Rewrite every line of the records below as one numbered list, leaving out the blank lines.

▶ [DATASET]
▽
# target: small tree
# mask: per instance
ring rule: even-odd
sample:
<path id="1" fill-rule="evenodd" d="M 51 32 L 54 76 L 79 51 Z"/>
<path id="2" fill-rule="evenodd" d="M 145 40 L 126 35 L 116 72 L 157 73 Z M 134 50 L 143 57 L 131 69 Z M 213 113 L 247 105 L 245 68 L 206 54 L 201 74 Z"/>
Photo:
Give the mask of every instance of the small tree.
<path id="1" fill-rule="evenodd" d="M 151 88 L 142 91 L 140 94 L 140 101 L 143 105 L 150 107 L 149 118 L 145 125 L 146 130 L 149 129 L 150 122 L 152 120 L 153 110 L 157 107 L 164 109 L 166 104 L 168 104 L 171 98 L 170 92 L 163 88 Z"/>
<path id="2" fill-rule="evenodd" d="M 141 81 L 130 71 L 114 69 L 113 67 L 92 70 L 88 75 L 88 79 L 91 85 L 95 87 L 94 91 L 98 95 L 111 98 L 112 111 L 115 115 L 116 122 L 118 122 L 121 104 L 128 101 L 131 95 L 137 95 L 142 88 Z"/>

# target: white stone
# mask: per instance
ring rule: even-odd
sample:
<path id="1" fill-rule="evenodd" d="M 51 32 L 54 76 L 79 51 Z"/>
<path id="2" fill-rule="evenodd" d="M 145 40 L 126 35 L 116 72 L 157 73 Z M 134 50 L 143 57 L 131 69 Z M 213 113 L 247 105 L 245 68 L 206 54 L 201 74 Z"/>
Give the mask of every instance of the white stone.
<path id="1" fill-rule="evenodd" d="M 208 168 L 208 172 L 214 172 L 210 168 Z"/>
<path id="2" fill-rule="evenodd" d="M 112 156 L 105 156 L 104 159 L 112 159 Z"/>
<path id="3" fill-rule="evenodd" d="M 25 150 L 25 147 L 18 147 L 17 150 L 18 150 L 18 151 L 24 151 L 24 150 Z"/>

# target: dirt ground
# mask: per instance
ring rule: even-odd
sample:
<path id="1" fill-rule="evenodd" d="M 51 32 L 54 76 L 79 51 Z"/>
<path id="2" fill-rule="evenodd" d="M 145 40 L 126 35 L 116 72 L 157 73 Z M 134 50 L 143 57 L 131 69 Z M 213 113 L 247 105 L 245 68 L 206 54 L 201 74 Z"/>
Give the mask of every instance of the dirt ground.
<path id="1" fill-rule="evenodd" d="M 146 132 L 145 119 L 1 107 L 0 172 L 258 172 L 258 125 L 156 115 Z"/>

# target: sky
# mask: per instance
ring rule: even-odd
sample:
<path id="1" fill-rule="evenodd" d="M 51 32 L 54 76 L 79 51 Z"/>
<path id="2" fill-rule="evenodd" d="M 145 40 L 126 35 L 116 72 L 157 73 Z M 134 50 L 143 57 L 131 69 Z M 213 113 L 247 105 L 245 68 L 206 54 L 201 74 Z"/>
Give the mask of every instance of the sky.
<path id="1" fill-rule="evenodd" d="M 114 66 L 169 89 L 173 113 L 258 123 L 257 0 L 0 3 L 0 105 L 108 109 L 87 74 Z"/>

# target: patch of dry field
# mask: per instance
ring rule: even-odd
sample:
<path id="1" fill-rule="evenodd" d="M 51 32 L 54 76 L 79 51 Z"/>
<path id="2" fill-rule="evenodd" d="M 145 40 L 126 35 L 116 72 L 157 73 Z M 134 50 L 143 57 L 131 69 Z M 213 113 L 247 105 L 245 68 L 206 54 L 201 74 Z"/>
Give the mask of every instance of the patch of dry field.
△
▶ [THE REPLY]
1. # target: small tree
2. # mask: per instance
3. ring rule: even-odd
4. sample:
5. <path id="1" fill-rule="evenodd" d="M 51 32 L 54 76 L 79 51 Z"/>
6. <path id="2" fill-rule="evenodd" d="M 145 40 L 126 35 L 116 72 L 157 73 Z M 134 50 L 143 57 L 131 69 Z M 213 113 L 247 105 L 245 68 L 206 54 L 201 74 Z"/>
7. Photo:
8. Give the mask of every instance of the small tree.
9. <path id="1" fill-rule="evenodd" d="M 151 88 L 142 91 L 140 94 L 140 101 L 143 105 L 150 107 L 149 118 L 145 125 L 146 130 L 149 129 L 150 122 L 152 120 L 153 110 L 157 107 L 164 109 L 166 104 L 168 104 L 171 98 L 170 92 L 163 88 Z"/>
10. <path id="2" fill-rule="evenodd" d="M 141 81 L 130 71 L 114 69 L 113 67 L 92 70 L 88 75 L 88 79 L 91 85 L 95 87 L 94 91 L 98 95 L 111 98 L 112 111 L 115 115 L 116 122 L 118 122 L 121 104 L 128 101 L 131 95 L 137 95 L 142 88 Z"/>
11. # target: white stone
12. # mask: per instance
13. ring rule: even-odd
14. sample:
15. <path id="1" fill-rule="evenodd" d="M 51 32 L 54 76 L 79 51 Z"/>
16. <path id="2" fill-rule="evenodd" d="M 145 40 L 126 35 L 116 72 L 157 73 Z M 134 50 L 143 57 L 131 69 Z M 213 113 L 247 105 L 245 68 L 206 54 L 201 74 Z"/>
17. Give the mask of every instance of the white stone.
18. <path id="1" fill-rule="evenodd" d="M 208 168 L 208 172 L 214 172 L 210 168 Z"/>
19. <path id="2" fill-rule="evenodd" d="M 112 156 L 105 156 L 104 159 L 112 159 Z"/>
20. <path id="3" fill-rule="evenodd" d="M 25 150 L 25 147 L 18 147 L 17 150 L 18 150 L 18 151 L 24 151 L 24 150 Z"/>
21. # target: dirt ground
22. # mask: per instance
23. ring rule: even-odd
24. sample:
25. <path id="1" fill-rule="evenodd" d="M 51 32 L 54 76 L 79 51 Z"/>
26. <path id="2" fill-rule="evenodd" d="M 145 40 L 126 35 L 116 72 L 157 73 Z M 134 50 L 143 57 L 131 69 Z M 213 113 L 247 105 L 245 68 L 206 54 L 201 74 Z"/>
27. Give the mask of every instance of the dirt ground.
28. <path id="1" fill-rule="evenodd" d="M 146 132 L 145 119 L 1 107 L 0 172 L 258 172 L 258 125 L 156 115 Z"/>
29. # target: sky
30. # mask: per instance
31. ring rule: even-odd
32. sample:
33. <path id="1" fill-rule="evenodd" d="M 51 32 L 54 76 L 79 51 Z"/>
34. <path id="2" fill-rule="evenodd" d="M 145 40 L 126 35 L 116 72 L 157 73 Z M 134 50 L 143 57 L 131 69 Z M 213 113 L 247 105 L 245 68 L 206 54 L 201 74 Z"/>
35. Give the mask of every instance of the sky.
36. <path id="1" fill-rule="evenodd" d="M 114 66 L 169 89 L 173 113 L 258 123 L 257 0 L 0 3 L 0 105 L 108 109 L 87 74 Z"/>
37. # target: patch of dry field
38. # mask: per instance
39. ring rule: even-odd
40. sample:
41. <path id="1" fill-rule="evenodd" d="M 51 32 L 54 76 L 79 51 Z"/>
42. <path id="2" fill-rule="evenodd" d="M 145 40 L 126 35 L 116 72 L 157 73 Z M 134 50 L 143 57 L 131 69 Z M 213 113 L 247 105 L 245 68 L 206 54 L 201 74 Z"/>
43. Give the mask of every instance of the patch of dry field.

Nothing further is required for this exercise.